CONSIGNAS:
**A)** Responde con datos del texto sobre los diferendos limítrofes:
(i) ¿Desde qué año reclama Argentina a Gran Bretaña la restitución de Malvinas?
(ii) ¿Cuántos km2 de plataforma marítima disputan Chile y Perú?
(iii) ¿En qué año provocó una guerra la diferencia por la zona de Cenepa?
**B)** Reproduce literalmente el fragmento del texto sobre los diferendos limítrofes que se abre con las palabras que contienen "La situación en" y se cierra con "a los datos.".

PÁGINA:
┏━━

Por Ignacio Montes de Oca


La situación en Esequibo entre Venezuela y Guyana es algo más que un asunto bilateral. El referéndum del domingo puede tener una influencia regional, dado que puede incidir en el gasto militar de la zona y en el método para solucionar otros diferendos en curso. Vamos a los datos.

Comencemos viendo si existen otros conflictos limítrofes, porque lo que propone el chavismo es resolverlos de un modo unilateral. Vamos a ver esos litigios para saber si estamos ante un número grande de casos y si abarcan a una cantidad suficiente de países de la región.

El más evidente es el de Malvinas. Desde 1833 y con la guerra de 1982 mediante, Argentina le sigue reclamando a Gran Bretaña la restitución de ese archipiélago y los de Georgias del Sur y Sándwich del Sur. Se le suman intereses pesqueros y petroleros abundantes en la zona. Un poco más al sur hay diferencias en la delimitación del mar territorial en el océano Atlántico entre Argentina y Chile por una zona de 5.000 km2, desde que la administración Piñeira trazó los mapas en los que se arrogó la soberanía marítima en el extremo sur del continente. Hacia el norte, en el Pacífico persiste la controversia entre Chile y Perú por la soberanía de 37.000 km2 de plataforma marítima. Bolivia reclama a Chile la devolución de la región costera perdida en la guerra de 1879 y desde 1978 esta diferencia suspendió el vínculo diplomático.



Un poco más arriba, Ecuador y Perú resolvieron la diferencia limítrofe por la zona de Cenepa que provocó una guerra en 1995. Si bien la diferencia está resuelta, vale citarlo en este momento por el riesgo de repetirse la nulidad de los fallos y pactos invocada por Venezuela.

┗━━

LÍNEAS DE DATOS:

┏━━

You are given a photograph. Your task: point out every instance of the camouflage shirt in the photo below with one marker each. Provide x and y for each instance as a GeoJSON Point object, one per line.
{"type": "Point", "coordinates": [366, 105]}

┗━━

RESPUESTAS DESARROLLADAS:
**A)**
(i) Desde 1833.
(ii) 37.000 km2.
(iii) En 1995.

**B)**
La situación en Esequibo entre Venezuela y Guyana es algo más que un asunto bilateral. El referéndum del domingo puede tener una influencia regional, dado que puede incidir en el gasto militar de la zona y en el método para solucionar otros diferendos en curso. Vamos a los datos.